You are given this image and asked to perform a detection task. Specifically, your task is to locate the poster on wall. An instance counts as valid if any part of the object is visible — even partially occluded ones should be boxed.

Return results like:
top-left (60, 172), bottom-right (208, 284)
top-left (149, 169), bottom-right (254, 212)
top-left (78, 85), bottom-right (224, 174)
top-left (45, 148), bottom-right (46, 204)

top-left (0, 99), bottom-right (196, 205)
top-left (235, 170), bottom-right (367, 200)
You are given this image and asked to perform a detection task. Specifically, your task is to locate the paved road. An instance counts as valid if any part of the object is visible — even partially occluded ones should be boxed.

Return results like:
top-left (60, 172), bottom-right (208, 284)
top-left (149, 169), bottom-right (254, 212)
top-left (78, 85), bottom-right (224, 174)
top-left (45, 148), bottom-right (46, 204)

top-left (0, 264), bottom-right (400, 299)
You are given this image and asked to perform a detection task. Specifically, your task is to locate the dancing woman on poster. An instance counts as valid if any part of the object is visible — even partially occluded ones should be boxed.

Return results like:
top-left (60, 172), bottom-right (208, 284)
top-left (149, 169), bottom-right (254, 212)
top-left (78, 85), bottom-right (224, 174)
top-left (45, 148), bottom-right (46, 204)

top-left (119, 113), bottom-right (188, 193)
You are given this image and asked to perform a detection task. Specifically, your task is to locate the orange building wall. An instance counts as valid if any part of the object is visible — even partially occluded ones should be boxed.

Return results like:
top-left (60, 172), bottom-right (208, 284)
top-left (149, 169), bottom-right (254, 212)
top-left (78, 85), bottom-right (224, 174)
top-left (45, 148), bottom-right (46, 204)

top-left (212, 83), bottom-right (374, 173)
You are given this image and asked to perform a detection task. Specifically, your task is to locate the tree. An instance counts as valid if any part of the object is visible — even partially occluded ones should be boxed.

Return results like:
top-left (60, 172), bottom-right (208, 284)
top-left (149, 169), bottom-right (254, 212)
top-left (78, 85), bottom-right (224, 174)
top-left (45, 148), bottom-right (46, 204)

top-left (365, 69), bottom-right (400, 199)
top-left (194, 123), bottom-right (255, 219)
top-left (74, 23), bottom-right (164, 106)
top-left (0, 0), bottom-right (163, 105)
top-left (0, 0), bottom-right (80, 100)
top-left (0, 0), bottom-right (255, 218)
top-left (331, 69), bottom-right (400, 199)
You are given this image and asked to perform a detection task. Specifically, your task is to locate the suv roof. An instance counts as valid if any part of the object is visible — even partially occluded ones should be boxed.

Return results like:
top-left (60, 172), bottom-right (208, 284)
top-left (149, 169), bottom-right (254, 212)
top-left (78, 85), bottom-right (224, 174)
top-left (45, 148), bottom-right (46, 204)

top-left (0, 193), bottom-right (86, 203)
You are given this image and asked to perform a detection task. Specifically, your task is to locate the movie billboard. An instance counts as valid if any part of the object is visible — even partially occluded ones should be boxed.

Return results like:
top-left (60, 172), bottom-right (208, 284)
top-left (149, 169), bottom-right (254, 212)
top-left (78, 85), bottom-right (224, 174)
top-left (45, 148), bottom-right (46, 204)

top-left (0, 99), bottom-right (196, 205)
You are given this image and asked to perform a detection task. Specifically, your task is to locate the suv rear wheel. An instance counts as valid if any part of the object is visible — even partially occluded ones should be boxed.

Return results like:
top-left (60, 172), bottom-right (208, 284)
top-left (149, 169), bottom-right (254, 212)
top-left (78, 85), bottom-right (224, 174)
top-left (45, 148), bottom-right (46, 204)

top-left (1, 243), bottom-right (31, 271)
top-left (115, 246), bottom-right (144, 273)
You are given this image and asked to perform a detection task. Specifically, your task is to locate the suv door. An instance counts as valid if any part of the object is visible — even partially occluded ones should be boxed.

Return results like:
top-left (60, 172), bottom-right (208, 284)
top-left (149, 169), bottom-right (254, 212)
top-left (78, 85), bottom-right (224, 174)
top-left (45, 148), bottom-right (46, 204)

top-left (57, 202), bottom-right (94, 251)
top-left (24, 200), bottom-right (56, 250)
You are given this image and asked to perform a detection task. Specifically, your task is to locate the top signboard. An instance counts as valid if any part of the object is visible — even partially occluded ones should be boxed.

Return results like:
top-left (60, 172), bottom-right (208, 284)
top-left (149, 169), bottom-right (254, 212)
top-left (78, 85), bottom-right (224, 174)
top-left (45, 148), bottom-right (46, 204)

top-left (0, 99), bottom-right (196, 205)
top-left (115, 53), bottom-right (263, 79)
● ● ●
SET TASK: All lines from the one that contains "the suv rear" through the end of the material are to be quoted exactly, with both ends included.

SOLUTION:
You are given this image and asked to perform a detection task. Specifically, your task is to locate the suv rear wheel. An instance counts as valid if any part of the object is visible — even partially occluded ones should be boxed.

Return results like:
top-left (60, 172), bottom-right (208, 284)
top-left (149, 169), bottom-right (254, 212)
top-left (78, 85), bottom-right (224, 174)
top-left (45, 148), bottom-right (46, 204)

top-left (1, 243), bottom-right (31, 271)
top-left (115, 246), bottom-right (144, 273)
You are given this image and asked to perform a detection task. Specifically, your task is to locate the suv door. An instance counts as valid if any part of the object is visible — even partially occluded ones should be boxed.

Return results like:
top-left (60, 172), bottom-right (208, 284)
top-left (149, 169), bottom-right (254, 212)
top-left (78, 85), bottom-right (224, 174)
top-left (45, 148), bottom-right (46, 204)

top-left (57, 202), bottom-right (94, 251)
top-left (24, 200), bottom-right (56, 250)
You are given this image and asked to perform a detection task. Specifically, your task is to locate the top signboard. An instance counts as valid if any part of the object is visible — even partially occluded ones should be boxed.

Return results like:
top-left (60, 172), bottom-right (208, 284)
top-left (149, 169), bottom-right (254, 212)
top-left (78, 85), bottom-right (224, 174)
top-left (45, 148), bottom-right (46, 204)

top-left (0, 99), bottom-right (196, 205)
top-left (115, 53), bottom-right (263, 79)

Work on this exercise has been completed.